## BEGIN Supplied data

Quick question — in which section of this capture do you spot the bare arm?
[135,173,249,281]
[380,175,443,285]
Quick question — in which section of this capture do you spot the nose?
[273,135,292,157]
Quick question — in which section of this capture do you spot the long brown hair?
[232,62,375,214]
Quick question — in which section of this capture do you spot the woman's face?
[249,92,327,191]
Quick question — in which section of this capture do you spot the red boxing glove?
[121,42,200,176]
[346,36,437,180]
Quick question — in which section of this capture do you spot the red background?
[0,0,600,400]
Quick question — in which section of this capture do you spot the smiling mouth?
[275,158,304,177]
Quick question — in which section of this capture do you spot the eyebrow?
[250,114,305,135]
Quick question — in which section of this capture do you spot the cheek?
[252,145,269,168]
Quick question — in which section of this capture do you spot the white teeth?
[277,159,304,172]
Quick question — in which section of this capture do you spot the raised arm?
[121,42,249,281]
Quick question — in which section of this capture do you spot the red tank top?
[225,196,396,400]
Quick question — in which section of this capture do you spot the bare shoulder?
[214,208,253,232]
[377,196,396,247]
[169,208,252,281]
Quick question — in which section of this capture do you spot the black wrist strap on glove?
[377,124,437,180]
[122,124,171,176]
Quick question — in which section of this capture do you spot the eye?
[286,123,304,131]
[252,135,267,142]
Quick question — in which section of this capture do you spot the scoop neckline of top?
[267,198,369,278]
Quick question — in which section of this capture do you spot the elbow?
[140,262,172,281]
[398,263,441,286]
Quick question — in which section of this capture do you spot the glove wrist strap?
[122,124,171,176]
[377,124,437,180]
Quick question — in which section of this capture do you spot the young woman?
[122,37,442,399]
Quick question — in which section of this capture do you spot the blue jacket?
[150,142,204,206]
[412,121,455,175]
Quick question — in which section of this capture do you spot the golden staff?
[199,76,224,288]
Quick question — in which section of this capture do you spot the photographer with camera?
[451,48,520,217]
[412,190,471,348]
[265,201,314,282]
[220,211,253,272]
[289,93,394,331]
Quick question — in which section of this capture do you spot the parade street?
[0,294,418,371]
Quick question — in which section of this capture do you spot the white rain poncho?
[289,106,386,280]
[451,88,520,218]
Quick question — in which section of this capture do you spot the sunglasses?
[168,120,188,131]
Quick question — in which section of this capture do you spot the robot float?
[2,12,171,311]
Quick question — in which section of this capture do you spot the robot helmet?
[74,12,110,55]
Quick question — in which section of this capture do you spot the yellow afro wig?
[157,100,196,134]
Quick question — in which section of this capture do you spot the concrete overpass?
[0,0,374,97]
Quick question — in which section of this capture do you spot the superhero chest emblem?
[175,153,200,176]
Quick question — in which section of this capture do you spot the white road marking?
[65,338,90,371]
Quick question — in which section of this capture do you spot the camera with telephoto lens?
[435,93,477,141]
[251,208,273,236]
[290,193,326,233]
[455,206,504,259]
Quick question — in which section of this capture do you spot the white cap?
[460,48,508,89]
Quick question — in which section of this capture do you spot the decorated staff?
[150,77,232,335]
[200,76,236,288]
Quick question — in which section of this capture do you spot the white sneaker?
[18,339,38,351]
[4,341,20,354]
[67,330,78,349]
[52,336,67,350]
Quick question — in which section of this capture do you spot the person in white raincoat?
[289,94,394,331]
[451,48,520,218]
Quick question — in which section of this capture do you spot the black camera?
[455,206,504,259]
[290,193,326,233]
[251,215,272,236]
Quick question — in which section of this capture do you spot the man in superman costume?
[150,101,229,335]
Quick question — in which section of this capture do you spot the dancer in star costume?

## END Supplied data

* **Written instruction**
Turn all of the records above into a numbered list and leave out any blank lines.

* **Expected output**
1. Quick question — in which section of this capture do you spot the bare arm?
2. [135,173,249,281]
3. [380,175,443,285]
4. Quick question — in which section of this capture do you spot the nose?
5. [273,135,292,157]
6. Quick question — in which section of this capture do you spot the long brown hair?
7. [232,62,375,214]
8. Quick question — in which section of this capture do you spot the woman's face?
9. [249,92,327,191]
10. Quick question — in which section of this capture do you spot the red boxing glove?
11. [121,42,200,176]
12. [346,36,437,180]
13. Quick question — in which section of this capture do you spot the red background?
14. [0,0,600,400]
15. Quick question — in which section of this capture do you spot the smiling mouth?
16. [275,158,304,177]
17. Quick question — in which section of this capture do you spot the eyebrow?
18. [250,114,305,135]
19. Quick question — in which section of this capture do you spot the cheek?
20. [252,145,269,168]
21. Quick question — in which section of this capture do you spot the white teeth?
22. [277,159,304,172]
23. Quick question — in which section of this capture do you spot the raised arm?
24. [121,42,249,281]
25. Quick question — in which section of this capture do you spot the red tank top?
26. [225,196,396,400]
27. Quick question — in which section of this capture do you spot the bare shoulder?
28. [214,208,253,232]
29. [377,196,396,247]
30. [169,208,252,281]
31. Quick question — in which section of this capture do you spot the black wrist strap on glove?
32. [377,124,437,180]
33. [122,124,171,176]
34. Quick question — in which section of this capture do you spot the eye?
35. [286,123,304,131]
36. [252,135,267,142]
37. Quick question — in which section of this capture do you spot the scoop neckline of top?
38. [267,198,369,278]
39. Quick question — in which section of this capture do you spot the elbow?
40. [140,262,172,281]
41. [398,263,441,286]
42. Quick question — in which section of this capture do you spot the glove wrist strap?
43. [122,124,171,176]
44. [377,124,437,180]
45. Quick question — in which section of this capture do you spot the young woman?
46. [122,37,442,399]
47. Quick question — in which section of this capture do you spot the blue jacket?
48. [150,142,204,206]
49. [412,121,455,175]
50. Quick question — in which section of this capture do you spot the golden staff?
51. [199,76,224,288]
52. Quick question — in which section of this capture do you spot the photographer with camera?
53. [451,48,520,217]
54. [412,190,471,348]
55. [265,201,314,282]
56. [220,211,253,272]
57. [289,93,394,331]
58. Quick question — in which section of this capture do you spot the parade street?
59. [0,294,418,371]
60. Quick question — in which section of this capture do you spot the white rain poncho?
61. [289,106,386,280]
62. [451,88,520,218]
63. Quick question — in which section of this capture do you spot the sunglasses?
64. [168,120,188,131]
65. Quick question — in which section of this capture do you spot the robot float?
66. [2,12,171,311]
67. Quick question — in which section of this capture do you spot the robot helmet?
68. [74,12,110,55]
69. Quick question — in which section of this capture do you spot the yellow afro wig?
70. [157,100,196,134]
71. Quick question — in which section of this capture do you spot the concrete overpass?
72. [0,0,374,97]
73. Quick question — in which section of this capture do you spot the superhero chest emblem?
74. [175,153,200,176]
75. Quick question — in which section of this capture do you spot the white road marking?
76. [65,338,90,371]
77. Quick question — in which section of this capture do you spot the camera with telephoto lens?
78. [435,93,477,141]
79. [251,208,273,236]
80. [290,193,326,233]
81. [455,206,504,259]
82. Quick question — in which section of this capture do you spot the white cap?
83. [460,48,508,89]
84. Quick question — in which section of this capture do you spot the decorated staff?
85. [150,77,232,335]
86. [200,76,236,288]
87. Quick question — in which section of this capture do you spot the white sneaker?
88. [18,339,38,351]
89. [4,341,20,354]
90. [67,330,78,349]
91. [52,336,67,350]
92. Quick question — in which section of this capture do you spot the person in white raincoat?
93. [289,94,394,331]
94. [451,48,520,218]
95. Quick question — in which section of this capture do you spot the black camera?
96. [455,206,504,259]
97. [290,193,326,233]
98. [251,215,272,236]
99. Quick question — in which section of this capture do you spot the man in superman costume?
100. [150,101,229,335]
101. Quick question — in which section of this capture do you spot the dancer in star costume?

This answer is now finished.